#### [Reading text]
= Beginning of Section =

Autumn colors

It’s late autumn in northern New England, and this year the colors are beautiful. I spent last weekend with my family in the White Mountains of New Hampshire – we went for an afternoon walk, and I was amazed by the array of yellows, oranges, purples, reds, and pinks that were on display.

Maple6In summertime, leaves are green because they contain chlorophyll, the main light-absorbing pigment for photosynthesis. Leaves start to change color in autumn when short days and cooler weather signal to the tree that it’s time to stop producing new chlorophyll molecules. As the amount of chlorophyll in the leaf drops, yellow xanthophyll and orange carotenoid pigments, which had been previously masked by the dark green chlorophyll, become dominant.

In some species, like maple, the leaves also start to synthesize new pigments, like red and purple anthocyanins, in autumn. In New England, about 70% of our native tree species can produce anthocyanins, which is one of the reasons that this area is so famous for its fall colors.

= End of Section =

#### [Records provided]
= Beginning of Section =

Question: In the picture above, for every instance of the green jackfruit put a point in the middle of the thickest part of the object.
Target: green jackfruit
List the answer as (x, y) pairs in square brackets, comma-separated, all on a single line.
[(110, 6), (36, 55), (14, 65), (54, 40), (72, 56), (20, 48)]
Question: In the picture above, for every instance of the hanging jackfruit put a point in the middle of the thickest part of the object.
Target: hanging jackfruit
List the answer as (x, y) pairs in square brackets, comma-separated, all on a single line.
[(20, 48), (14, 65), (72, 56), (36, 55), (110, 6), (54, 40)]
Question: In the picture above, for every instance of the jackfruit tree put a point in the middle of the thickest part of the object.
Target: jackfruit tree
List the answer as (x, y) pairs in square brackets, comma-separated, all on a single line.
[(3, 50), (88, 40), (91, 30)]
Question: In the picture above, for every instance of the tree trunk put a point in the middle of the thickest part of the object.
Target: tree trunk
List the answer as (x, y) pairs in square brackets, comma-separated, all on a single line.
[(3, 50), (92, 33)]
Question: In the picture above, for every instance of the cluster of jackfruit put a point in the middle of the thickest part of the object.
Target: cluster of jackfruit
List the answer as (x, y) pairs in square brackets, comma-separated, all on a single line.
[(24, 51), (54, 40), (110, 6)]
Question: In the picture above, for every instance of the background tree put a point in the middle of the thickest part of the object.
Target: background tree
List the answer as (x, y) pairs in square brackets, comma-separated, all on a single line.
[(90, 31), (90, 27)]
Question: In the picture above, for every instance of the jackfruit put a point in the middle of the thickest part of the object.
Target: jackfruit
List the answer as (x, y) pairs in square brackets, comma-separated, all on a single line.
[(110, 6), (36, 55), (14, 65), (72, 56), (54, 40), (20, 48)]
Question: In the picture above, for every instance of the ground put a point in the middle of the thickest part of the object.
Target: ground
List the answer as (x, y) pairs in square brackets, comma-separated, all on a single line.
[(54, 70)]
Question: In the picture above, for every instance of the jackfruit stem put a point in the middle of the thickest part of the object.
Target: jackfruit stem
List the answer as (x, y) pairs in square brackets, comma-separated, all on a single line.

= End of Section =

#### [Problem set]
1 - Name every pigment that the autumn colors text mentions.
2 - Render this sentence from the autumn colors text in Spanish: "In New England, about 70% of our native tree species can produce anthocyanins, which is one of the reasons that this area is so famous for its fall colors."
3 - Carry the text on autumn leaf colors forward from its last sentence.

#### [Written responses]
1 - chlorophyll, xanthophyll, carotenoid, anthocyanins

2 - En Nueva Inglaterra, alrededor del 70 % de nuestras especies de árboles nativos pueden producir antocianinas, lo cual es una de las razones por las que esta zona es tan famosa por sus colores otoñales.

3 -
Here are some pictures from our “leaf peeping” expedition today – I focused on maple, because they seemed to me to be the most interesting, but the oaks (deep purple), aspen (bright yellow), and sumac (scarlet) are all worth mentioning as well. Beech, on the other hand, isn’t yet doing much at all! In fact, most beech leaves are still bright green. It will be interesting to see how much longer they stay like that.

Maple5P.S. If you are interested in autumn colors, you may want to take a look at a paper we published a few years ago, which investigated how future climate change might affect the duration and intensity of autumn colors in New England. The Wikipedia article on autumn colors is pretty interesting too.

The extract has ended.